Assigned task A: In the text on electromagnetic minds, at which university does Michael Persinger work?
Assigned task B: In the text on electromagnetic minds, rewrite the paragraph beginning "To further define this provocative statement" as a short list of its main facts.
Assigned task C: From the text on electromagnetic minds, return the passage between "To further define" and "upon the person.", inclusive.

Oh! Our Electromagnetic Minds


“God isn’t dead,” says a neuroscientist from Canada’s Laurentian University in Sudbury, Ontario, named Michael Persinger. “He’s an energy field, and your brain is an electromagnetic map to your soul.”

To further define this provocative statement, Persinger conducted a series of experiments that caused “cerebral fritzing” in the hemispheres of the brain to generate images. Persinger found that when the right hemisphere of the brain was stimulated in the cerebral region, an area of the brain presumed to control notions of self, a sense of a presence occurred. The frizting then called upon the left hemisphere, the seat of language, to make sense of the presence. What was that presence that the right hemisphere generated?  Was it God?  In some instances, the left side of the brain told the subject that it was. In other instances, the subject believed they were seeing aliens, some claimed to have seen deceased loved ones, and others stated that they saw a presence, but they couldn’t tell what it was. It all depended upon the person.

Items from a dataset
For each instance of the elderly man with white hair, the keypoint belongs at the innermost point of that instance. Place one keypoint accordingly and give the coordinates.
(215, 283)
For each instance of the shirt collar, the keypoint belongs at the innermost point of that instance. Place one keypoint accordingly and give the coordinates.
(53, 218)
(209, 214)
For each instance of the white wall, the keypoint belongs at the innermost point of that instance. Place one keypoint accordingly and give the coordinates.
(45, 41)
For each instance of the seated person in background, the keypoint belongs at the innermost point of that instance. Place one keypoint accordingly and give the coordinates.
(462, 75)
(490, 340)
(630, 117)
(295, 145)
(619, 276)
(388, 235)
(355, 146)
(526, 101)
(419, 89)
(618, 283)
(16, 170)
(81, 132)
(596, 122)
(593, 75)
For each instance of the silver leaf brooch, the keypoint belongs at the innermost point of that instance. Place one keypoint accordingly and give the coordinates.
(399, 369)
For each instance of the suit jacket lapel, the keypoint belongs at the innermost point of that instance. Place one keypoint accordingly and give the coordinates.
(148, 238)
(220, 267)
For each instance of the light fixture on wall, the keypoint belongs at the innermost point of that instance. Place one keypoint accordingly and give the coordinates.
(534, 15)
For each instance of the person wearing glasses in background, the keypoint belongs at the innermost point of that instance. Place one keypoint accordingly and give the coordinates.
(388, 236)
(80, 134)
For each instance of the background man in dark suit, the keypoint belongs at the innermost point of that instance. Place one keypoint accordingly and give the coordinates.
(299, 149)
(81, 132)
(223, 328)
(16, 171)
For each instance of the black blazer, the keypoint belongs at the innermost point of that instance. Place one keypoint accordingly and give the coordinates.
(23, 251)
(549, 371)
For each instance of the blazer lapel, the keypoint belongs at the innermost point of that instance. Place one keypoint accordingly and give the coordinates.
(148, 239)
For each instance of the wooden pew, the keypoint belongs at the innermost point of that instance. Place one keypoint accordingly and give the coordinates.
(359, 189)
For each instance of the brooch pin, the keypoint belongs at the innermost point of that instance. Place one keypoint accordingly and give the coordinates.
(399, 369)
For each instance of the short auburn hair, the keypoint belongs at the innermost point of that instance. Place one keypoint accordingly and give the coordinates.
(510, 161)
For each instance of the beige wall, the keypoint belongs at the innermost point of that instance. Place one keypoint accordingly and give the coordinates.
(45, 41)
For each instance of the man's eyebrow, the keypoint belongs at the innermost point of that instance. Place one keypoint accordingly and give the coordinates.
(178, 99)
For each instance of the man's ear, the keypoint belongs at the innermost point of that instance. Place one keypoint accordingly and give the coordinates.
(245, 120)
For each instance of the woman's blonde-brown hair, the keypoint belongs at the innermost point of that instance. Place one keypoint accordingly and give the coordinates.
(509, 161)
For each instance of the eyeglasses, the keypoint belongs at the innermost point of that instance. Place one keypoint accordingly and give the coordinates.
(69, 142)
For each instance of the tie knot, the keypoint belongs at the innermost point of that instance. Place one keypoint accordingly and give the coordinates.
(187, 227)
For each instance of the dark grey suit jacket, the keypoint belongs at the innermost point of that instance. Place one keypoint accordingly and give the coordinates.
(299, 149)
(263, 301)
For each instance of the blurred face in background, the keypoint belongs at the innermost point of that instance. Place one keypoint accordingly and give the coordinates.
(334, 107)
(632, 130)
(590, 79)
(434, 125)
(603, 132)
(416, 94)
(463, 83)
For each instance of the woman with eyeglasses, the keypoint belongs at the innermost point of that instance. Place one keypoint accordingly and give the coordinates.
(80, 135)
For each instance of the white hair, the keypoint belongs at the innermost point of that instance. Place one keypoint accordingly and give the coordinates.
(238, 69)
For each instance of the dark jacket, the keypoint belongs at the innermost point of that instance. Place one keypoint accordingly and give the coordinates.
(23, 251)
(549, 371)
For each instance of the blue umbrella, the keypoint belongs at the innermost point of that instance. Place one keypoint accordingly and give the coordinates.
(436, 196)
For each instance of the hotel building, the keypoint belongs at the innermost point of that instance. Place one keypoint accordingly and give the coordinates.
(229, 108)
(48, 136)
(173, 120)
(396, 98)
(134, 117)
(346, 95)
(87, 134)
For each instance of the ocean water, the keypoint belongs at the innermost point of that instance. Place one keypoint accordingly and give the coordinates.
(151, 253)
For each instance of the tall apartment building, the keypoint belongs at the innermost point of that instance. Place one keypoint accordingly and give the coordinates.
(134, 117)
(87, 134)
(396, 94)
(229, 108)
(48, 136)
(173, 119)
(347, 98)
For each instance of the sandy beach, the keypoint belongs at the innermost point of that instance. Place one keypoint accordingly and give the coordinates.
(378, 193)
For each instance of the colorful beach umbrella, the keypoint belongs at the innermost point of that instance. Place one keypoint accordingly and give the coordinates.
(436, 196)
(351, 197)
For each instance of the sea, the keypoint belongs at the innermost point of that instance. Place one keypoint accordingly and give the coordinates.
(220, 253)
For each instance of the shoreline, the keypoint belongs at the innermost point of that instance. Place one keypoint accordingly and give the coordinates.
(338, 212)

Written response A: Laurentian University in Sudbury, Ontario.

Written response B:
- Persinger ran experiments that caused "cerebral fritzing" in the brain's hemispheres to generate images.
- Stimulating the right hemisphere in the cerebral region, an area presumed to control notions of self, produced a sense of a presence.
- The left hemisphere, the seat of language, then tried to make sense of that presence.
- Some subjects were told by the left side of the brain that the presence was God. Others believed they saw aliens or deceased loved ones, and still others saw a presence they could not identify.
- The result depended on the person.

Written response C:
To further define this provocative statement, Persinger conducted a series of experiments that caused “cerebral fritzing” in the hemispheres of the brain to generate images. Persinger found that when the right hemisphere of the brain was stimulated in the cerebral region, an area of the brain presumed to control notions of self, a sense of a presence occurred. The frizting then called upon the left hemisphere, the seat of language, to make sense of the presence. What was that presence that the right hemisphere generated?  Was it God?  In some instances, the left side of the brain told the subject that it was. In other instances, the subject believed they were seeing aliens, some claimed to have seen deceased loved ones, and others stated that they saw a presence, but they couldn’t tell what it was. It all depended upon the person.